- **Aim of the task**: Check each line of the data for "yellow", and copy the ones that have it.

- **Exercise materials**:
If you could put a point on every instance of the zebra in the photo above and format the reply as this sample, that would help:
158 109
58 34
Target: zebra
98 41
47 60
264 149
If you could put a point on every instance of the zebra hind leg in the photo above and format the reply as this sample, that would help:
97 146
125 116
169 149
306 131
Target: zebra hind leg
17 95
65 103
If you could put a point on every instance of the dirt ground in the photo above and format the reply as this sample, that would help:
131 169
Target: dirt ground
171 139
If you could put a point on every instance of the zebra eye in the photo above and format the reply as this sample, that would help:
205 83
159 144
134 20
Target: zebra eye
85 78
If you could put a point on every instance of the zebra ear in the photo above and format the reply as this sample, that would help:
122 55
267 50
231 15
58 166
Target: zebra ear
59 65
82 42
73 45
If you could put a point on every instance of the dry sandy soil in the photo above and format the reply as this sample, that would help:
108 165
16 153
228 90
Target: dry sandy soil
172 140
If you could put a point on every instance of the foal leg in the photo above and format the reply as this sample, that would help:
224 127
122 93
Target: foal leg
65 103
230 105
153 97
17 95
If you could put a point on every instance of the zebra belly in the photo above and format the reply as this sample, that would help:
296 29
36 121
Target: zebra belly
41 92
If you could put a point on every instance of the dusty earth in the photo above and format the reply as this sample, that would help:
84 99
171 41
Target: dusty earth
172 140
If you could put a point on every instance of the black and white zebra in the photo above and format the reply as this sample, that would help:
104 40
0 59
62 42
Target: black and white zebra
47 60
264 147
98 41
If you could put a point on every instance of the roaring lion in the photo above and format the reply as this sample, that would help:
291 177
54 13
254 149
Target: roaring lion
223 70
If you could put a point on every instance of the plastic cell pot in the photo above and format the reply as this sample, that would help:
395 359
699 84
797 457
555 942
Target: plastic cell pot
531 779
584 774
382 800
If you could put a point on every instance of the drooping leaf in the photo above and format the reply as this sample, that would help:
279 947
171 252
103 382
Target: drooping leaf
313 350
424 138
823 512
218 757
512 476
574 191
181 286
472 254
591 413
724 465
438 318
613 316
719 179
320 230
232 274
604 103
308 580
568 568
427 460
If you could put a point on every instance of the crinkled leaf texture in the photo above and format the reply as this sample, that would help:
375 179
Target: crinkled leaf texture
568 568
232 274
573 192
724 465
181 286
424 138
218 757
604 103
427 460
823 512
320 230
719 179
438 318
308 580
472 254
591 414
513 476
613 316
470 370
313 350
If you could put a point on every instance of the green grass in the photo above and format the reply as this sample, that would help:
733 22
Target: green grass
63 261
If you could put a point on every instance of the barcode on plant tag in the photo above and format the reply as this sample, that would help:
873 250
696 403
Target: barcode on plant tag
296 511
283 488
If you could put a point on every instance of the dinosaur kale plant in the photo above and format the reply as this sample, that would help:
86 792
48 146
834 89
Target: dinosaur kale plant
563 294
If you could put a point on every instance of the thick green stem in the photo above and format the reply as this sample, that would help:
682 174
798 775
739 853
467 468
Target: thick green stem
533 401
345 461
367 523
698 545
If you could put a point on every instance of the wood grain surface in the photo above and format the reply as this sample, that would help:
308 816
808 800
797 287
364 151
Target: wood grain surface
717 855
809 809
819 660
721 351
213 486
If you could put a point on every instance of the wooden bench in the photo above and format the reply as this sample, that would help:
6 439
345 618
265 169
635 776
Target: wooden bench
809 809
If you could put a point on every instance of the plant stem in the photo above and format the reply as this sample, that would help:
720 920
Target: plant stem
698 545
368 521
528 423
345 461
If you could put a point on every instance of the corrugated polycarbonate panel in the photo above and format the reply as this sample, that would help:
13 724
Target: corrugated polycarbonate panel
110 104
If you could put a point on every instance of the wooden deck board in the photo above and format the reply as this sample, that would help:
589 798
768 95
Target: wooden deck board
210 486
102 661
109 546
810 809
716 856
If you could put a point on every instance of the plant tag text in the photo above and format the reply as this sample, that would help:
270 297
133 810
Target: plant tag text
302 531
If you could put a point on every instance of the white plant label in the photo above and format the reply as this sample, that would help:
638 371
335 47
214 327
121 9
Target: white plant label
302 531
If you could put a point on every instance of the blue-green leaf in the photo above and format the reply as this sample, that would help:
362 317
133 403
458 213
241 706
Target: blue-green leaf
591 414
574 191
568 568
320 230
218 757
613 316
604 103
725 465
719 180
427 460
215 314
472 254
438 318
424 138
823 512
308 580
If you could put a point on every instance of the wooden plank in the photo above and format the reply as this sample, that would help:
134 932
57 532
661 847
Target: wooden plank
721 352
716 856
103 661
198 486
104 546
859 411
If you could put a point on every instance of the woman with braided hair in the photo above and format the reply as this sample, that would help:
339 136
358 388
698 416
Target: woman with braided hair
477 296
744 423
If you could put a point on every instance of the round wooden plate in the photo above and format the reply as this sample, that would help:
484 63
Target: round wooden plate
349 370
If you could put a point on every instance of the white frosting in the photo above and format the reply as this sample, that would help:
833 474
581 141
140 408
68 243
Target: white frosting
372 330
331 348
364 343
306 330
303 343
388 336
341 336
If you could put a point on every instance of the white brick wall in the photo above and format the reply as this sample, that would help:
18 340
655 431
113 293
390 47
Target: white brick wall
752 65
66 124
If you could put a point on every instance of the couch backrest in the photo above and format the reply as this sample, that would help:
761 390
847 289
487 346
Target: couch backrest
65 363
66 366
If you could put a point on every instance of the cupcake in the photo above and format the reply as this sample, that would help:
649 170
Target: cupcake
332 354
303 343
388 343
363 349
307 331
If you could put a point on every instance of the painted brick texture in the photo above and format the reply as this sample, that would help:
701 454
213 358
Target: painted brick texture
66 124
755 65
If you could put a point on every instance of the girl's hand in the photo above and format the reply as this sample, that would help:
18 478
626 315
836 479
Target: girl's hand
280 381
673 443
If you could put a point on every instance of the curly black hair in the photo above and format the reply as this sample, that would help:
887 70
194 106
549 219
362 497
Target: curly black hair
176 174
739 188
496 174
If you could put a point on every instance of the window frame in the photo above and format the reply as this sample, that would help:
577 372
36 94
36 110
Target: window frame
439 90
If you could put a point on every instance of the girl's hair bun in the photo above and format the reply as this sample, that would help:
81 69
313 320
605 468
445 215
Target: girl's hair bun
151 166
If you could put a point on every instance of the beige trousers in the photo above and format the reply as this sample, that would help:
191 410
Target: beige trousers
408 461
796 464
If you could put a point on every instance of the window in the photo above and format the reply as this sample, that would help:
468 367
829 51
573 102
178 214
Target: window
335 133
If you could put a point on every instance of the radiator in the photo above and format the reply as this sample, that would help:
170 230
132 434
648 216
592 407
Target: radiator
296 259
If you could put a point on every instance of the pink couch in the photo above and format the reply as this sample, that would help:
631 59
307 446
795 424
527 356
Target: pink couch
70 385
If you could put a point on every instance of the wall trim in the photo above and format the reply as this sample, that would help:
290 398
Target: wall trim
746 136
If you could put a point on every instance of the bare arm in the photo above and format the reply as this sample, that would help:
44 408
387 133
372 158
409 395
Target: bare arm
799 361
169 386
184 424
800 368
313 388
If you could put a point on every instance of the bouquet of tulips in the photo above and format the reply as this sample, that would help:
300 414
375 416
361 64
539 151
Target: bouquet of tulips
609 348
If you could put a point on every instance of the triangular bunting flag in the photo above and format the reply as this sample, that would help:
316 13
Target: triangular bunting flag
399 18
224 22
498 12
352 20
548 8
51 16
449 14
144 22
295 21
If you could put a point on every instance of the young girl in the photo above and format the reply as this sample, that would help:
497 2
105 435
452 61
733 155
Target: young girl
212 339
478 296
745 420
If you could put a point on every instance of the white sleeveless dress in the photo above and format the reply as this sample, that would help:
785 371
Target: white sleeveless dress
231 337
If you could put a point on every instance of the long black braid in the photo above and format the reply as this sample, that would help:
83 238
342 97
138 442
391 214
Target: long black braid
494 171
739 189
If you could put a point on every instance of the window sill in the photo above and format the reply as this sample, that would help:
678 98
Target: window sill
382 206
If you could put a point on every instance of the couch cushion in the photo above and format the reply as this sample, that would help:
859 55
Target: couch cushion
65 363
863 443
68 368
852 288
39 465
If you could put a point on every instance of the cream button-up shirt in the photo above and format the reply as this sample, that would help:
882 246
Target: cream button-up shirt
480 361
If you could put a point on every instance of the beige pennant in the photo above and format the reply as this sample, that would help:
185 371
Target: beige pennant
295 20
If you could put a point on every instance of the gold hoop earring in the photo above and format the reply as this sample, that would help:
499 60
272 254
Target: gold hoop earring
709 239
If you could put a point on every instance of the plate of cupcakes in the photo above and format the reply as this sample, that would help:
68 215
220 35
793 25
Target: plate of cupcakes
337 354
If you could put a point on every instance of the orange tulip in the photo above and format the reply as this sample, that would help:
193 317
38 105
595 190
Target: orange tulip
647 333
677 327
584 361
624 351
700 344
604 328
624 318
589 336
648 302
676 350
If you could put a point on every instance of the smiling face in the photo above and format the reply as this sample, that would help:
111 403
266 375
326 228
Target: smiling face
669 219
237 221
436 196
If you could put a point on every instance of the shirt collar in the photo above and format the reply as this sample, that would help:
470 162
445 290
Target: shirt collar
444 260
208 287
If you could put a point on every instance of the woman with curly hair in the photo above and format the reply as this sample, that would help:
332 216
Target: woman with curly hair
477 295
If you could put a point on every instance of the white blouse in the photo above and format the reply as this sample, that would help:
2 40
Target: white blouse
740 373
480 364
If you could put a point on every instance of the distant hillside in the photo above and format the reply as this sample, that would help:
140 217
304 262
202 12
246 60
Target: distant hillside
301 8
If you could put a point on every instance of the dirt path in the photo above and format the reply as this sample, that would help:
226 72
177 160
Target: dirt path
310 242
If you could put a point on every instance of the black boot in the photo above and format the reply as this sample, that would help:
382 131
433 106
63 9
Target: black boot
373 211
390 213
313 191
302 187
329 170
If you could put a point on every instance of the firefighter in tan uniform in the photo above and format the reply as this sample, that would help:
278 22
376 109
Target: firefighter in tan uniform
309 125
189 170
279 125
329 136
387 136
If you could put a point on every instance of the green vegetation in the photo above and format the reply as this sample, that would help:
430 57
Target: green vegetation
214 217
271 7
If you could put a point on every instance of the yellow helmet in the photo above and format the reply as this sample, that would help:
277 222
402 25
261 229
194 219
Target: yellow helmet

- **Task answer**:
If you could put a point on every instance of the yellow helmet in the photo above and format the reply as this sample, that would help:
Target: yellow helmet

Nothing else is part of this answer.